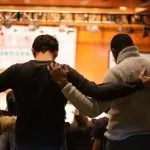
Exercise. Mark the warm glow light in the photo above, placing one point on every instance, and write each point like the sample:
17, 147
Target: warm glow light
123, 8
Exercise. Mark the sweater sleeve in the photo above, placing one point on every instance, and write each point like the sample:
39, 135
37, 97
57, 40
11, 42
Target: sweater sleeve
88, 106
105, 91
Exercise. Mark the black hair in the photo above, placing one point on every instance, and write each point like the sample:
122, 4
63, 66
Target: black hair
119, 42
43, 43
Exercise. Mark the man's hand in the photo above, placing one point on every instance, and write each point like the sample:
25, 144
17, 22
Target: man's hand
59, 74
145, 79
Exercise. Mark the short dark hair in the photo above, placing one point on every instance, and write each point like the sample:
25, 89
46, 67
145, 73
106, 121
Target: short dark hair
119, 42
43, 43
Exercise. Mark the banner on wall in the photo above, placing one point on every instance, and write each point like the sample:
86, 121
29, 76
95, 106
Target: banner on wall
16, 44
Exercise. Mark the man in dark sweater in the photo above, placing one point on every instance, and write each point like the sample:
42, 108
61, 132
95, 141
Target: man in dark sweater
40, 103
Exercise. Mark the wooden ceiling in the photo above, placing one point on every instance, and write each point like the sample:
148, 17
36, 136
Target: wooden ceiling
79, 3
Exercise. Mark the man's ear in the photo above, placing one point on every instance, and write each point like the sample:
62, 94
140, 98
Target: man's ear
55, 54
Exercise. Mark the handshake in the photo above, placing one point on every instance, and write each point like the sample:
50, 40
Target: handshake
59, 74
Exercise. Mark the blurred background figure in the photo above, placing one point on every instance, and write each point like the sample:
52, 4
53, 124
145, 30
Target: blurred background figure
79, 133
7, 123
97, 133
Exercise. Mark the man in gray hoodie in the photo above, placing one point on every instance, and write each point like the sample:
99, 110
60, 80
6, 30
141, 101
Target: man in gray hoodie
129, 118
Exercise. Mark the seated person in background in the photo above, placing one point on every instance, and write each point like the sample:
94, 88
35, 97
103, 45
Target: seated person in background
11, 102
78, 134
98, 130
7, 124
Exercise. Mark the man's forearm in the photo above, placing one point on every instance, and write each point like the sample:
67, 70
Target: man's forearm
90, 107
103, 92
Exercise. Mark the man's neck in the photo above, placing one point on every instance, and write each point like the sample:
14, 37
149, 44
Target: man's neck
44, 56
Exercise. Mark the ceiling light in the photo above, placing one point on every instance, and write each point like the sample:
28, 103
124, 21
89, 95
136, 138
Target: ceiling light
123, 8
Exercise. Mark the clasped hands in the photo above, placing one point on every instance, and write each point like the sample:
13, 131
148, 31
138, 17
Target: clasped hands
59, 75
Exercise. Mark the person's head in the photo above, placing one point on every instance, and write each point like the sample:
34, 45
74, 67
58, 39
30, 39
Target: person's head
119, 42
81, 120
45, 43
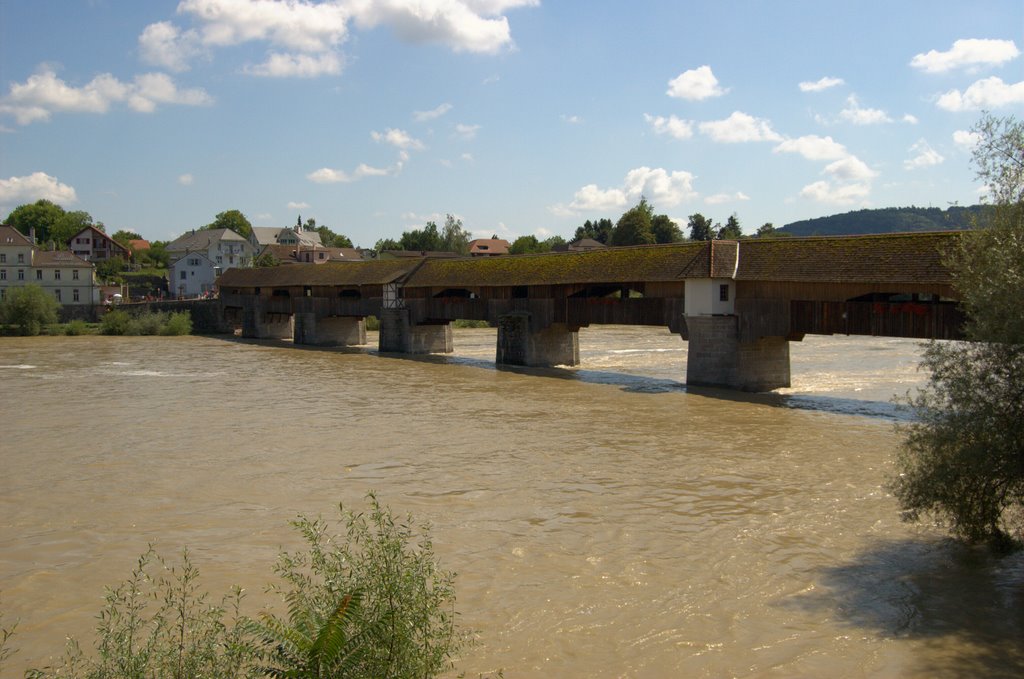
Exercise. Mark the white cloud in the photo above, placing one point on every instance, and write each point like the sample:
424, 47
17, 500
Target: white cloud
820, 85
424, 116
719, 199
987, 93
813, 147
850, 168
473, 26
658, 185
966, 140
295, 25
165, 45
822, 192
297, 66
674, 127
739, 127
967, 53
925, 156
328, 175
854, 114
397, 138
153, 88
695, 85
35, 186
44, 93
466, 132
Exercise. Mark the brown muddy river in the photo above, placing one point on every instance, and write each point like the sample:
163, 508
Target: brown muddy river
604, 521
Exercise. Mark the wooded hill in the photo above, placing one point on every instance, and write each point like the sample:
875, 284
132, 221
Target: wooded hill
888, 220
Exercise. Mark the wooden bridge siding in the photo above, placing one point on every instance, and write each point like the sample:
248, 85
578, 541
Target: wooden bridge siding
833, 292
923, 321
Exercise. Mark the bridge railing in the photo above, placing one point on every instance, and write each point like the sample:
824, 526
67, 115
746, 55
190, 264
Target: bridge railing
915, 320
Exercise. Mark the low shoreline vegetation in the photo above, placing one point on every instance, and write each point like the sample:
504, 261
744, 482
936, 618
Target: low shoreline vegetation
371, 602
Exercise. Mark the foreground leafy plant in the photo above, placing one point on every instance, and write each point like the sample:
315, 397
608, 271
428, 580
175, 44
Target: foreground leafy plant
369, 603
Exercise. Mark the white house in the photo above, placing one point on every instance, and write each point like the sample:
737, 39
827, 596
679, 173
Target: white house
69, 278
200, 256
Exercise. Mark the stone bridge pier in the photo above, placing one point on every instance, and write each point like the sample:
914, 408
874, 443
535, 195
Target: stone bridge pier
399, 335
519, 343
716, 356
329, 330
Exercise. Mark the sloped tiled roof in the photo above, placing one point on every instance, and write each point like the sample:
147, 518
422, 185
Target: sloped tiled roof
883, 258
331, 273
662, 262
57, 258
202, 239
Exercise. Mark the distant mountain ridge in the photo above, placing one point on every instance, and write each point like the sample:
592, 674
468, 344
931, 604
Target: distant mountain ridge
889, 220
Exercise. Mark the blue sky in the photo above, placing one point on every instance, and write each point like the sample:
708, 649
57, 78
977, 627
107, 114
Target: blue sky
519, 117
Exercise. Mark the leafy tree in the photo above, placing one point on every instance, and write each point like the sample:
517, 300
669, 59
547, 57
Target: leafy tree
731, 230
422, 240
50, 221
634, 226
29, 308
235, 220
332, 240
700, 227
454, 237
124, 237
599, 230
386, 244
665, 229
962, 460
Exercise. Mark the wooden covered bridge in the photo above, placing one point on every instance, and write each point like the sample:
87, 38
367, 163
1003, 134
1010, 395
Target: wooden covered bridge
737, 303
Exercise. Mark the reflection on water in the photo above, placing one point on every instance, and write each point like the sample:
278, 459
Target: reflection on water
604, 520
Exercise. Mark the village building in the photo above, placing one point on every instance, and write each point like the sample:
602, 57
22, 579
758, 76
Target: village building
95, 246
200, 256
68, 277
488, 247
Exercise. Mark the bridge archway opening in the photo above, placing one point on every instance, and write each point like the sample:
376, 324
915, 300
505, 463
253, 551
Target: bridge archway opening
607, 292
455, 293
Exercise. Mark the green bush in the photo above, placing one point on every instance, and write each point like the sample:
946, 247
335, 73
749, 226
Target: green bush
370, 603
29, 308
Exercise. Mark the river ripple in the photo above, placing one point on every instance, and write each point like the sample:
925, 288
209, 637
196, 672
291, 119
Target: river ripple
604, 521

————

- [Stated task]: Please repeat the items from the line with "Exercise. Mark the leafy" through the end of the items, changing "green bush" to "green shrub" and leaving everything else as it is.

- [Response for this exercise]:
Exercise. Mark the leafy tree in the photo above, placing one point on every instance, and write each point like the sample:
517, 300
669, 59
547, 57
Target: leafy tree
731, 230
422, 240
50, 221
634, 226
29, 308
235, 220
332, 240
700, 227
454, 237
124, 237
599, 230
386, 244
665, 229
962, 460
Exercise. Mark the wooden covered bridge in the photo above, placing one point on every instance, and write each point like the sample:
87, 38
367, 163
1003, 134
1010, 395
Target: wooden covered bridge
737, 303
Exercise. Mark the reflection on water in the photo above, placing one point on every instance, and write each point like the sample:
278, 459
Target: reflection on water
604, 520
Exercise. Mark the village building in the photo above, placing one point on every instance, and write each point like the sample:
602, 57
22, 579
758, 76
Target: village building
95, 246
200, 256
68, 277
488, 247
Exercise. Mark the bridge archway opening in the photo above, placing one point on every instance, and write each point like the sample:
376, 324
915, 300
505, 463
253, 551
Target: bridge archway opening
607, 292
455, 293
Exercise. Mark the green shrub in the photo above, placing one point on every instance, and write each point like the sample:
946, 247
335, 73
749, 226
Target: green shrub
370, 603
29, 308
Exercise. Mark the river ripple in the photo above, placing one point on every instance, and write each point like the sample:
925, 288
209, 637
196, 672
291, 119
Target: river ripple
604, 521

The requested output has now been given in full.